Data section:
==================================================

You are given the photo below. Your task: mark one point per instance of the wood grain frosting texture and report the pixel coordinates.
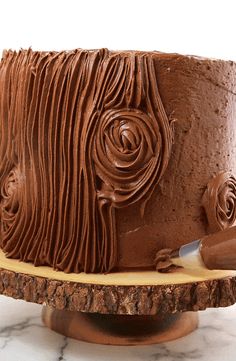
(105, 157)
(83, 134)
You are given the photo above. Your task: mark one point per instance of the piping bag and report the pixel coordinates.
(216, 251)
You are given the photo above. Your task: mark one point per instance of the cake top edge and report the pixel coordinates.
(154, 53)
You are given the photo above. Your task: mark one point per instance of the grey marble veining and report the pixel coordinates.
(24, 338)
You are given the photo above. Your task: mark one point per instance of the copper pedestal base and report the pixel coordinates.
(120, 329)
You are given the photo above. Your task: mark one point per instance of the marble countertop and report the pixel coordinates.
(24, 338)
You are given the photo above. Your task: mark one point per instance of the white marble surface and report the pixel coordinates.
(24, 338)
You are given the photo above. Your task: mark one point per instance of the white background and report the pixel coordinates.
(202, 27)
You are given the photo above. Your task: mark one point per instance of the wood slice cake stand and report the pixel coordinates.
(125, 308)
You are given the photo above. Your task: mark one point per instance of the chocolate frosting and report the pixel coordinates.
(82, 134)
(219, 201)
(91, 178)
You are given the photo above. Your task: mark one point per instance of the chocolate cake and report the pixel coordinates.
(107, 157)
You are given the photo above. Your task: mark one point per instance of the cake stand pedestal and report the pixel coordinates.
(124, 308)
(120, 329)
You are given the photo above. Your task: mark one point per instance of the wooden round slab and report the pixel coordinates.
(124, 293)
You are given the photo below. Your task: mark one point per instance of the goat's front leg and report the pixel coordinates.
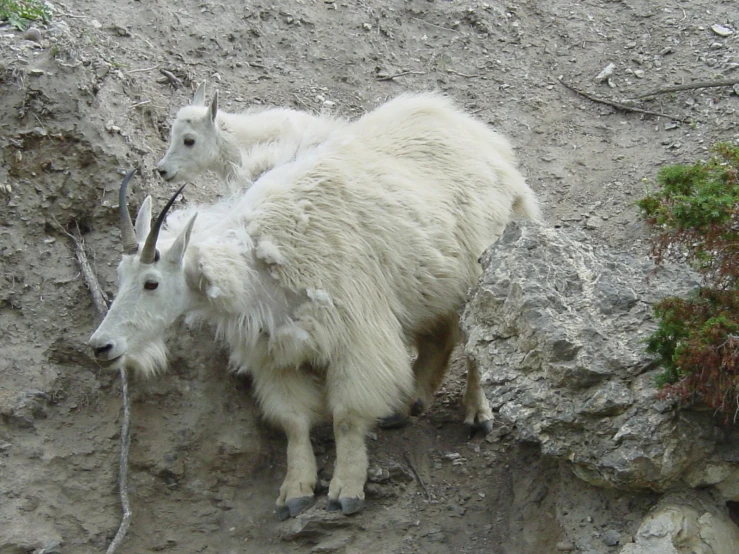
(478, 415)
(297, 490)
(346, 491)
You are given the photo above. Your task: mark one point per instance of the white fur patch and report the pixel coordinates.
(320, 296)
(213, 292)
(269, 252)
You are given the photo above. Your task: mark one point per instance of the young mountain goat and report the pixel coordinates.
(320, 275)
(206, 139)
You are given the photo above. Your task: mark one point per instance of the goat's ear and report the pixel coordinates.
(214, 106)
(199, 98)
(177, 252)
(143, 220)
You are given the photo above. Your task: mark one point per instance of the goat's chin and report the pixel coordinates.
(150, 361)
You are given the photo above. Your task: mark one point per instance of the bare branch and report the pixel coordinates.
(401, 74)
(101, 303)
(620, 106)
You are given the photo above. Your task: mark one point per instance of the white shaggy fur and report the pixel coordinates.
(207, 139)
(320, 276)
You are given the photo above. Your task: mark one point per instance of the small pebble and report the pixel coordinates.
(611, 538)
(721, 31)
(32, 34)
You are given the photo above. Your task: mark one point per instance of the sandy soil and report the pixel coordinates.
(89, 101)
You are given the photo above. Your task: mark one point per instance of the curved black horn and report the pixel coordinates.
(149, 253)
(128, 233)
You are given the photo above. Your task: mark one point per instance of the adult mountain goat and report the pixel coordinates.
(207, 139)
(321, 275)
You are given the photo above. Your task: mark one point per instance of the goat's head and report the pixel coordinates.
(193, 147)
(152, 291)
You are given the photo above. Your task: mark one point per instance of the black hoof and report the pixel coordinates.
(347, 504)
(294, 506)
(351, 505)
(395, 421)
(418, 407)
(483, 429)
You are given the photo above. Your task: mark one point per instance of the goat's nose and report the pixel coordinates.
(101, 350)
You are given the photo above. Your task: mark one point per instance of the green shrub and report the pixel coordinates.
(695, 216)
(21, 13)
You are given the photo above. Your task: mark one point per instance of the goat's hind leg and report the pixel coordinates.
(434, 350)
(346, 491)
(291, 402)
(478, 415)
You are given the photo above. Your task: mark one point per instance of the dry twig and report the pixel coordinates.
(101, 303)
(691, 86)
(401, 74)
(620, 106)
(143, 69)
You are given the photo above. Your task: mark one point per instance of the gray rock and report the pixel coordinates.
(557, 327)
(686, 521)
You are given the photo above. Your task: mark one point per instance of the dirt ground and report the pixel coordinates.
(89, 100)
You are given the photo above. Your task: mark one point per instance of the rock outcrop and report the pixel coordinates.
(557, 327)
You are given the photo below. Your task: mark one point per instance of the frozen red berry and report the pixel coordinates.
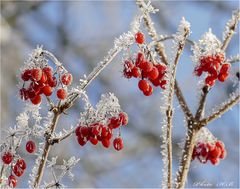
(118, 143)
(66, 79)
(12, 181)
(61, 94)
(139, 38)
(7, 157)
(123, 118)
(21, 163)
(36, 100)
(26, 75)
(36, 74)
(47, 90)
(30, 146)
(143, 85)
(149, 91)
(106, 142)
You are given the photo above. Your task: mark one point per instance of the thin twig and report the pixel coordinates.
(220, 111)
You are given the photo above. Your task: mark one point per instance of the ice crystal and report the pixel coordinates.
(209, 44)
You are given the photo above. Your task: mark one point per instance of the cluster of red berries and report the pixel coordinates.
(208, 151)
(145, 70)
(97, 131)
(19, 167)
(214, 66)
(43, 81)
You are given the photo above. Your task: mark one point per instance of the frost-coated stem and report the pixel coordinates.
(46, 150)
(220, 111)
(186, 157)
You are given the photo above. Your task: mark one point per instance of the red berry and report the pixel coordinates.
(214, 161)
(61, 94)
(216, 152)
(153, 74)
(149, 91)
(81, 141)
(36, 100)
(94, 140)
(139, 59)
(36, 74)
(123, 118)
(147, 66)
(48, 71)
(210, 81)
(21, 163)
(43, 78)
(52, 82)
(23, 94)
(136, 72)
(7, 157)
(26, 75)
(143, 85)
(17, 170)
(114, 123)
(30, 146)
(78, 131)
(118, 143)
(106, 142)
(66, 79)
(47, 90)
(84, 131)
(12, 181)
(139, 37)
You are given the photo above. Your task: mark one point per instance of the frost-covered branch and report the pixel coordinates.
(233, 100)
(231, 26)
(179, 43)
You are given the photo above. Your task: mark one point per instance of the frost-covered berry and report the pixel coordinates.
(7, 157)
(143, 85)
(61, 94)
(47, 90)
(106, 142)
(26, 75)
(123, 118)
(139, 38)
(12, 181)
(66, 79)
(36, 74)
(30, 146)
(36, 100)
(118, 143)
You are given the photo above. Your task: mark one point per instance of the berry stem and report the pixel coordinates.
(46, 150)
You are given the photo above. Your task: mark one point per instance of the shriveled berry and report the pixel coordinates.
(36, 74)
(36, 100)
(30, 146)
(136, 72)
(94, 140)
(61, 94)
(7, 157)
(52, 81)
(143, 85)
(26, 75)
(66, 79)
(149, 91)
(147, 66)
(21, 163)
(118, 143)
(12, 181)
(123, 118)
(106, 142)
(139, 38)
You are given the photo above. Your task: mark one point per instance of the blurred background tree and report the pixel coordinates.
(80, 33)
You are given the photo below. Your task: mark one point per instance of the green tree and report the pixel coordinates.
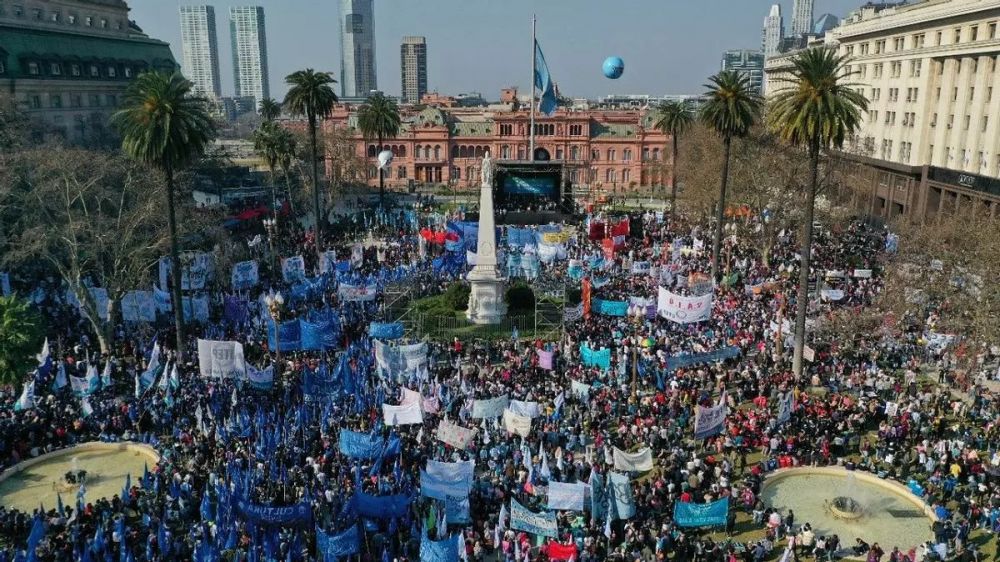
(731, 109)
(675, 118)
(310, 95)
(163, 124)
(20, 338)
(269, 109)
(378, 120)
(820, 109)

==================================================

Work required:
Quote the material exactly. Pictures stay out.

Exercise output:
You are given the photo below. Your task: mark one point per instance of the wood grain frosting texture and report the pixel coordinates.
(105, 157)
(83, 134)
You are given the photo above. Your task: mark one point per instance of the piping bag and report the pixel coordinates.
(216, 251)
You are given the photo above. Your task: mark one point per instance of the cake top edge and report the pixel coordinates.
(154, 53)
You are given the photo above. Your task: mark one point per instance of the grey marble veining and report the pixel coordinates.
(24, 338)
You are given the photo above. Your task: mark one point per instance of the copper pedestal base and report the pixel coordinates.
(120, 329)
You are given the photo above. Your task: mark one point per instance of the marble countertop and report the pixel coordinates.
(24, 338)
You are given the photo above. Your task: mark one point per instance of the white marble surface and report the pixel coordinates.
(24, 338)
You are given the photo above. Your task: mark one point per instance of the white background and report the pixel coordinates.
(202, 27)
You are given the photo above. Your task: mark one point per instance of the wood slice cake stand and report the pixel coordinates.
(125, 308)
You are given the photo above. Your task: mark one point per instance of the chocolate frosting and report the pixel coordinates.
(82, 134)
(219, 201)
(91, 178)
You are given the photo above. Your task: mark one point per instance of the chocolate cake and report the pixel coordinates.
(107, 157)
You are given the photo above. Your task: mark one point per instance of the cake stand pedestal and report the pixel coordinates.
(124, 308)
(120, 329)
You are given the photo above. Your task: mark one point per instance of the wooden round slab and report the pixel coordinates.
(124, 293)
You are given the photo below. Your task: mark one point per instance of the goat's front leg and report the pixel coordinates.
(478, 415)
(297, 490)
(346, 491)
You are given the photo above. Your task: mark one point per instance of the white fur patch and report the pixel coordinates.
(320, 296)
(213, 292)
(269, 252)
You are given the photo above. Your task: mark one point per instance of the young mountain goat and report the pixel coordinates.
(320, 275)
(206, 139)
You are given the photo above. Your task: mark one point per instance of the goat's ear and report the pixel coordinates.
(214, 106)
(199, 98)
(177, 252)
(143, 220)
You are given the photo above. Your task: mark one point per instance of the goat's chin and report the pixel coordinates.
(150, 361)
You are given the photo above. Your task: mark one point per instance of the bare branch and report the pixel coordinates.
(401, 74)
(101, 303)
(620, 106)
You are given the photo above. Your task: mark one point per instance of the white shaggy fur and report the pixel coordinates.
(207, 139)
(320, 276)
You are given the photo above. Your task: mark one point per instance of the small pebble and report the pixel coordinates.
(611, 538)
(721, 31)
(32, 34)
You are given the photo above. Your task: mark one point per instance of the sandy soil and report the pixel coordinates.
(89, 101)
You are given the photo above. Your task: mark one point per instance of the curved black horn and report the pixel coordinates.
(149, 253)
(128, 233)
You are given the photo above. Your task: mark one point per instance of the adult mountain goat and report the pixel coordinates.
(207, 139)
(321, 275)
You are given the photo above. Your task: mark one point per instance of the goat's head and report the pixel coordinates.
(193, 147)
(152, 291)
You are given the photo above. Your task: mark one point per instance of the black hoof and report the pixel coordinates.
(347, 504)
(294, 506)
(351, 505)
(395, 421)
(418, 407)
(483, 429)
You are given the photo above. Your task: mark one point per instance of the goat's nose and report the pixel coordinates.
(101, 350)
You are given the photo above. Your task: mark one point per instance of the green shrub and report the pixel coordinates.
(695, 216)
(21, 13)
You are given the photo above. Your task: mark one point per instance of the goat's hind leg and report the pixel coordinates.
(434, 350)
(346, 491)
(291, 402)
(478, 415)
You are given the photo above. Your task: mark one point per instance of the dry twig and report the pixel coordinates.
(101, 303)
(691, 86)
(401, 74)
(620, 106)
(143, 69)
You are given the photo above. Your task: mark one point per instance of the gray rock and report the pixel coordinates.
(557, 327)
(686, 521)
You are given the photo above. Your task: mark one point per instance of the dirt ground and report the pixel coordinates.
(89, 100)
You are given the photo above. Your task: mark one point per instance of the rock outcrop and report the pixel coordinates.
(557, 327)
You are given the photo below. Your task: mark one point per instance of the frozen red berry and report the pixel coordinates.
(118, 143)
(66, 79)
(12, 181)
(61, 94)
(139, 38)
(7, 157)
(123, 118)
(21, 163)
(36, 100)
(26, 75)
(36, 74)
(47, 90)
(30, 146)
(143, 85)
(149, 91)
(106, 142)
You are given the photo above. Your task: mark one point per instance of the thin twig and report the pixel coordinates.
(220, 111)
You are given the photo above. Your task: mark one point per instance of the ice crystal and report the pixel coordinates.
(209, 44)
You are given the photo above. Your task: mark one point per instance of the cluster of red berries and report the pixel coordinates.
(208, 151)
(145, 70)
(97, 131)
(19, 167)
(214, 66)
(43, 81)
You are given the photo above. Your task: mark one point per instance of the frost-coated stem and report the pixel coordinates.
(46, 150)
(220, 111)
(186, 157)
You are given the photo above. Your task: mark one point per instance of the red berry and report the pixel coordinates.
(214, 161)
(61, 94)
(216, 152)
(153, 74)
(149, 91)
(81, 141)
(36, 100)
(94, 140)
(139, 59)
(36, 74)
(123, 118)
(147, 66)
(48, 71)
(210, 81)
(21, 163)
(43, 78)
(52, 82)
(23, 94)
(136, 72)
(7, 157)
(26, 75)
(143, 85)
(17, 170)
(114, 123)
(30, 146)
(78, 131)
(118, 143)
(106, 142)
(66, 79)
(47, 90)
(84, 131)
(12, 181)
(139, 37)
You are given the photo above. Your task: mark one point per instance of the frost-covered branch and report the pixel coordinates.
(233, 100)
(231, 26)
(179, 43)
You are given the photo above. Your task: mark one point per instance of the frost-covered berry and report the pixel coordinates.
(7, 157)
(143, 85)
(61, 94)
(47, 90)
(106, 142)
(26, 75)
(123, 118)
(139, 38)
(12, 181)
(66, 79)
(36, 74)
(30, 146)
(36, 100)
(118, 143)
You are given the photo above. Your task: mark one point per instance of the berry stem and report the pixel coordinates.
(46, 150)
You are given the photo above. Your task: mark one point per instance of the shriveled berry and report the pixel coordinates.
(36, 74)
(36, 100)
(30, 146)
(136, 72)
(94, 140)
(61, 94)
(7, 157)
(52, 81)
(143, 85)
(26, 75)
(66, 79)
(149, 91)
(147, 66)
(21, 163)
(118, 143)
(12, 181)
(123, 118)
(106, 142)
(139, 38)
You are given the photo above. Your task: mark one point per instance of the blurred background tree and report the pixel coordinates.
(80, 33)
You are given the photo below. Your task: mark one point per instance of the green tree and report the pixel coordinates.
(731, 109)
(675, 118)
(310, 95)
(163, 124)
(20, 338)
(269, 109)
(378, 120)
(820, 109)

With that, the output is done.